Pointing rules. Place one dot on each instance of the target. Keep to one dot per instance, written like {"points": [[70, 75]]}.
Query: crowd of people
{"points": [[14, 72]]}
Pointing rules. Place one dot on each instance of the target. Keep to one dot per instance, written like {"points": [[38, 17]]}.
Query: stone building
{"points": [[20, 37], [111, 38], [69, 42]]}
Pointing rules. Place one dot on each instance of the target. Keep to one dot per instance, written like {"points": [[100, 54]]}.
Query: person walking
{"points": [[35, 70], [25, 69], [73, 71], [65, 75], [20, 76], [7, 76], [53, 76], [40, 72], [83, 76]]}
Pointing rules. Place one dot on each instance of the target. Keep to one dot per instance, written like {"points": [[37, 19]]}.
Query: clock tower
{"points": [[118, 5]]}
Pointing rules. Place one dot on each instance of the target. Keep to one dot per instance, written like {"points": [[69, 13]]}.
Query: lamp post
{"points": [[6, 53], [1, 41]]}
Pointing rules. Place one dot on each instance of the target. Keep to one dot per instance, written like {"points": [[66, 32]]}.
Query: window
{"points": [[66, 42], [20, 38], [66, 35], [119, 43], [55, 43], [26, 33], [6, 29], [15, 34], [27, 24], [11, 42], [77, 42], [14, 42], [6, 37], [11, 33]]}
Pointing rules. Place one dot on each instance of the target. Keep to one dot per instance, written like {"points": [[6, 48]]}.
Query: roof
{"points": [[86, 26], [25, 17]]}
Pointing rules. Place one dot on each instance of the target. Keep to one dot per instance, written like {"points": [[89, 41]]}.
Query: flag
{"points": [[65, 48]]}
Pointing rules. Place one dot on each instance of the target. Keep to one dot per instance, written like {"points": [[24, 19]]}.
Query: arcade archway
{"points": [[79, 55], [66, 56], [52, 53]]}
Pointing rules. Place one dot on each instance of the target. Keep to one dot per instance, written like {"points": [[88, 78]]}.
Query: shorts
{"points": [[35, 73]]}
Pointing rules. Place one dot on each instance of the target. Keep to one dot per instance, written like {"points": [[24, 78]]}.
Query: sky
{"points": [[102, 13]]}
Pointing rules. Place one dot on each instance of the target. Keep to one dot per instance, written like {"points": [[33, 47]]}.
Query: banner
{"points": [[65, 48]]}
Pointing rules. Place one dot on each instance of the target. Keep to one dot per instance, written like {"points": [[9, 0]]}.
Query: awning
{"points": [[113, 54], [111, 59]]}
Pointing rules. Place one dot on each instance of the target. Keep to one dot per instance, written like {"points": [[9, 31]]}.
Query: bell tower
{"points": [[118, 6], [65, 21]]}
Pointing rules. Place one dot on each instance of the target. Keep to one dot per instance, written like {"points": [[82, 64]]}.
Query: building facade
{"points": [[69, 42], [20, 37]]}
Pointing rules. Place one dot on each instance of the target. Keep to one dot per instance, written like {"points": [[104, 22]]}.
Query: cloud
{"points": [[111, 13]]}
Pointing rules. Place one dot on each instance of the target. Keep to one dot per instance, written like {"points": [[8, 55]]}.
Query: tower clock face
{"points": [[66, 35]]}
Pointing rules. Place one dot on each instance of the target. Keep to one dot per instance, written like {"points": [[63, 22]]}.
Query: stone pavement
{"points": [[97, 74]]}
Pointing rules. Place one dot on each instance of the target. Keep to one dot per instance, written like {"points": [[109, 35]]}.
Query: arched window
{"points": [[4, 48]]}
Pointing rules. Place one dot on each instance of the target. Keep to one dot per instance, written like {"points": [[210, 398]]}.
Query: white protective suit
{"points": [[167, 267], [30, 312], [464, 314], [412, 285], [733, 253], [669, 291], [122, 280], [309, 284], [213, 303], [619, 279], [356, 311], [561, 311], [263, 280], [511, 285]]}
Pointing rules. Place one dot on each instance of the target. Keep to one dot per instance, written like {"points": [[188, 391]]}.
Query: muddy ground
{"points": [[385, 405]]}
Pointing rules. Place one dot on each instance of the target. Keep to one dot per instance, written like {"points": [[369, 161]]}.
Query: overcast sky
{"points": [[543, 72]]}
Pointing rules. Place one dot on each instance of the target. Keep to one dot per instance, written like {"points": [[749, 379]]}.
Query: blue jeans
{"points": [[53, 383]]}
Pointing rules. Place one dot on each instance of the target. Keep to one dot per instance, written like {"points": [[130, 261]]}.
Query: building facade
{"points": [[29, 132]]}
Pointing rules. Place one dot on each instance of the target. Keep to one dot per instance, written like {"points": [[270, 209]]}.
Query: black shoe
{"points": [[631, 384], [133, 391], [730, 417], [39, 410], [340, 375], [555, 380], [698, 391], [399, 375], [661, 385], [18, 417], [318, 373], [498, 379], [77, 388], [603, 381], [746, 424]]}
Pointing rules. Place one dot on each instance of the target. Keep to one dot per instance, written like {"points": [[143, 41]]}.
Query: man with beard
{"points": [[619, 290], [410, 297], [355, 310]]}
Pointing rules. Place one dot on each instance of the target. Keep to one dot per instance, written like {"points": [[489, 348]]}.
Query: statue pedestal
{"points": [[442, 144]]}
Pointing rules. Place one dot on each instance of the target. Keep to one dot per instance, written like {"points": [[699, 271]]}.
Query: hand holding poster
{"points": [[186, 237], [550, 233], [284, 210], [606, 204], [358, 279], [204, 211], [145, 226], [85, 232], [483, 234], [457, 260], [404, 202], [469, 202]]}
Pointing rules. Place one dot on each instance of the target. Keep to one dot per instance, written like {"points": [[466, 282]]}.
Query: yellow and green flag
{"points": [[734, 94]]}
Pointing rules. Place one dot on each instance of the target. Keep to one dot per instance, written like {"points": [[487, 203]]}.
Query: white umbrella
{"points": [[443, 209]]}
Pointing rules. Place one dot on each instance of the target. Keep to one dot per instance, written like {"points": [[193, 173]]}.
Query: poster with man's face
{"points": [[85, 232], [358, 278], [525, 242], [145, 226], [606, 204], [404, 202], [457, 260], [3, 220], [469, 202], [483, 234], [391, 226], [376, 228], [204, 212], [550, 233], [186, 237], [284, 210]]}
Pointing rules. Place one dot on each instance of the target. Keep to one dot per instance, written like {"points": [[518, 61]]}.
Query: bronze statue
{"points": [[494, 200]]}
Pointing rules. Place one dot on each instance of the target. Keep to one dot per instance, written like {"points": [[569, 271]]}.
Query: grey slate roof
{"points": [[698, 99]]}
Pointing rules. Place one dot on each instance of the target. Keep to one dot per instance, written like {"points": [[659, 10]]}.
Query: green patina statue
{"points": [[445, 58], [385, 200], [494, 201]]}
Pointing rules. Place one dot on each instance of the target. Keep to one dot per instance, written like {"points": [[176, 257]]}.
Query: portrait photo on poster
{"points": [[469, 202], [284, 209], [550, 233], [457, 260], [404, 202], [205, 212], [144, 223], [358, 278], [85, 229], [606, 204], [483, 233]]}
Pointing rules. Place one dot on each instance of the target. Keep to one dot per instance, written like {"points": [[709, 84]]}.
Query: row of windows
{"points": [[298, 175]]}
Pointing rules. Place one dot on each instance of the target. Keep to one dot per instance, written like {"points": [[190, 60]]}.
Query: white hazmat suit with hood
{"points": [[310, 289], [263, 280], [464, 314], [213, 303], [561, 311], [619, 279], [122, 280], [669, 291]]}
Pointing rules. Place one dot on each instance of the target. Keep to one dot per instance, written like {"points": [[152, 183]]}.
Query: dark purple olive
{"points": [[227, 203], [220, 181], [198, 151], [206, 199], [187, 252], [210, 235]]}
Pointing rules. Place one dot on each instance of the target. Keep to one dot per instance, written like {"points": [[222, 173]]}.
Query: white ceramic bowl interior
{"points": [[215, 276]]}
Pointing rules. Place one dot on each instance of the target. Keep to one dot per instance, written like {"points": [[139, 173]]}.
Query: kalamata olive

+ + +

Your task
All entries must be printed exactly, with nothing omitted.

Reply to the task
Pointing rules. Place one dot on each instance of the target. Keep to one dot per instance, written like {"points": [[70, 75]]}.
Query: crowd of people
{"points": [[14, 72]]}
Pointing rules. Place one dot on each instance of the target. Keep to one dot per instance, written like {"points": [[38, 17]]}.
Query: stone building
{"points": [[20, 37], [111, 38], [69, 42]]}
Pointing rules. Place one dot on each instance of the target. Keep to one dot per instance, written like {"points": [[100, 54]]}.
Query: person walking
{"points": [[35, 70], [25, 69], [73, 71], [65, 75], [20, 76], [7, 76], [53, 76], [40, 72], [83, 76]]}
Pointing rules. Place one dot on each instance of the target. Keep to one dot per instance, written like {"points": [[37, 19]]}.
Query: clock tower
{"points": [[118, 5]]}
Pointing rules. Place one dot on each instance of the target. Keep to one dot per instance, written like {"points": [[69, 13]]}.
Query: lamp post
{"points": [[6, 53], [1, 41]]}
Pointing rules. Place one dot on each instance of the target. Keep to one dot per instance, written like {"points": [[66, 32]]}.
Query: window
{"points": [[66, 42], [20, 38], [66, 35], [119, 43], [55, 43], [26, 33], [6, 29], [15, 34], [27, 24], [11, 42], [77, 42], [14, 42], [6, 37], [11, 33]]}
Pointing rules. Place one dot on each instance of the target. Keep to one dot per instance, written like {"points": [[6, 48]]}.
Query: roof
{"points": [[86, 26], [25, 17]]}
Pointing rules. Place one dot on each instance of the target. Keep to one dot per instance, written like {"points": [[89, 41]]}.
Query: flag
{"points": [[65, 48]]}
Pointing rules. Place one dot on each instance of the target. Keep to one dot per instance, written like {"points": [[24, 19]]}.
Query: arcade archway
{"points": [[79, 55], [66, 56], [52, 53]]}
Pointing rules. Place one dot on each instance of the target. Keep to one dot per instance, written like {"points": [[88, 78]]}.
Query: shorts
{"points": [[35, 73]]}
Pointing rules. Place one dot on each instance of the target. Keep to one dot per instance, written like {"points": [[24, 78]]}.
Query: sky
{"points": [[102, 13]]}
Pointing rules. Place one dot on each instance of the target. Keep to one dot per instance, written like {"points": [[33, 47]]}.
Query: banner
{"points": [[65, 48]]}
Pointing rules. Place one dot on each instance of the target. Keep to one dot per instance, written like {"points": [[9, 0]]}.
Query: awning
{"points": [[113, 54], [111, 59]]}
Pointing rules. Place one dot on each instance of the target. Keep to one dot per instance, written like {"points": [[9, 31]]}.
Query: bell tower
{"points": [[118, 6], [65, 21]]}
Pointing rules. Place one dot on each instance of the target. Keep to one dot per instance, written like {"points": [[82, 64]]}.
Query: building facade
{"points": [[69, 42], [20, 37]]}
Pointing rules. Place one dot on each instance of the target. Keep to one dot per instance, written like {"points": [[104, 22]]}.
Query: cloud
{"points": [[111, 13]]}
Pointing rules. Place one dot on each instance of the target. Keep to one dot per instance, written like {"points": [[8, 55]]}.
Query: tower clock face
{"points": [[66, 35]]}
Pointing rules. Place one dot on each instance of the target. Keep to one dot per instance, written like {"points": [[63, 22]]}.
Query: stone pavement
{"points": [[97, 74]]}
Pointing rules. Place one dot on each instance of the target. Keep to one dot per instance, written like {"points": [[109, 35]]}.
Query: arched window
{"points": [[4, 48]]}
Pointing rules. Place one dot on each instance of the target. Keep to one dot per instance, written like {"points": [[210, 398]]}.
Query: white protective suit
{"points": [[167, 267], [30, 312], [464, 314], [412, 285], [733, 253], [669, 291], [122, 280], [309, 284], [213, 303], [619, 279], [356, 311], [561, 311], [263, 280], [511, 285]]}
Pointing rules. Place one dot on each instance of the target. Keep to one dot per instance, written like {"points": [[188, 391]]}.
Query: muddy ground
{"points": [[385, 405]]}
Pointing rules. Place one dot on each instance of the target. Keep to one dot per instance, written like {"points": [[369, 161]]}.
Query: overcast sky
{"points": [[543, 72]]}
Pointing rules. Place one dot on each instance of the target. Keep to one dot per instance, written like {"points": [[749, 379]]}.
Query: blue jeans
{"points": [[53, 383]]}
Pointing rules. Place one dot on each instance of the target. Keep to one dot per instance, written like {"points": [[130, 261]]}.
Query: building facade
{"points": [[29, 132]]}
Pointing rules. Place one dot on each instance of the target. Keep to one dot per instance, written like {"points": [[270, 209]]}.
Query: black shoe
{"points": [[631, 384], [133, 391], [730, 417], [39, 410], [340, 375], [555, 380], [698, 391], [399, 375], [661, 385], [18, 417], [318, 373], [498, 379], [77, 388], [603, 381], [746, 424]]}
Pointing rules. Place one dot on each instance of the target. Keep to one dot per instance, written like {"points": [[143, 41]]}.
Query: man with beard
{"points": [[619, 290], [410, 297], [355, 310]]}
Pointing rules. Place one dot on each instance of the target. Keep to one dot per instance, written like {"points": [[489, 348]]}.
Query: statue pedestal
{"points": [[442, 144]]}
Pointing rules. Place one dot on each instance of the target. Keep to one dot per instance, written like {"points": [[699, 271]]}.
Query: hand holding poster
{"points": [[186, 237], [550, 233], [284, 210], [606, 204], [358, 279], [204, 211], [145, 226], [85, 232], [483, 234], [457, 260], [404, 202], [469, 202]]}
Pointing rules. Place one dot on each instance of the target. Keep to one dot per instance, written like {"points": [[466, 282]]}.
Query: yellow and green flag
{"points": [[734, 94]]}
Pointing rules. Place one dot on each instance of the target. Keep to one dot per instance, written like {"points": [[487, 203]]}.
Query: white umbrella
{"points": [[443, 209]]}
Pointing rules. Place one dot on each instance of the target. Keep to one dot per instance, written like {"points": [[193, 173]]}.
Query: poster with man's face
{"points": [[85, 232], [358, 278], [525, 242], [145, 226], [606, 204], [404, 202], [457, 260], [3, 220], [469, 202], [483, 234], [391, 226], [376, 228], [204, 212], [550, 233], [186, 237], [284, 210]]}
Pointing rules. Place one dot on each instance of the target. Keep to one dot per instance, written like {"points": [[518, 61]]}.
Query: bronze statue
{"points": [[494, 200]]}
Pointing rules. Place one dot on each instance of the target. Keep to one dot per instance, written like {"points": [[569, 271]]}.
Query: grey slate roof
{"points": [[698, 99]]}
Pointing rules. Place one dot on each instance of the target. Keep to one dot per instance, written like {"points": [[659, 10]]}.
Query: green patina statue
{"points": [[445, 58], [385, 200], [494, 201]]}
Pointing rules. Place one dot on each instance of the target. Keep to one dot per instance, written like {"points": [[176, 257]]}.
Query: portrait photo on poster
{"points": [[469, 202], [284, 209], [550, 233], [457, 260], [404, 202], [205, 212], [144, 223], [358, 278], [85, 229], [606, 204], [483, 233]]}
Pointing rules. Place one dot on each instance of the target. Keep to one dot per instance, written like {"points": [[709, 84]]}.
Query: row of windows
{"points": [[298, 175]]}
Pointing rules. Place one dot on each instance of the target. Keep to one dot per instance, written like {"points": [[190, 60]]}.
Query: white hazmat suit with hood
{"points": [[310, 289], [263, 280], [464, 314], [213, 303], [561, 311], [619, 279], [122, 280], [669, 291]]}
Pointing rules. Place one dot on each instance of the target. Keep to one dot per instance, written like {"points": [[152, 183]]}.
Query: dark purple olive
{"points": [[227, 203], [220, 181], [198, 151], [206, 199], [187, 252], [210, 235]]}
Pointing rules. Place one dot on each instance of the target. Keep to one dot per instance, written like {"points": [[222, 173]]}.
Query: white ceramic bowl interior
{"points": [[215, 276]]}
Pointing rules. Place one dot on each instance of the target. Keep to one dot per instance, written like {"points": [[139, 173]]}.
Query: kalamata olive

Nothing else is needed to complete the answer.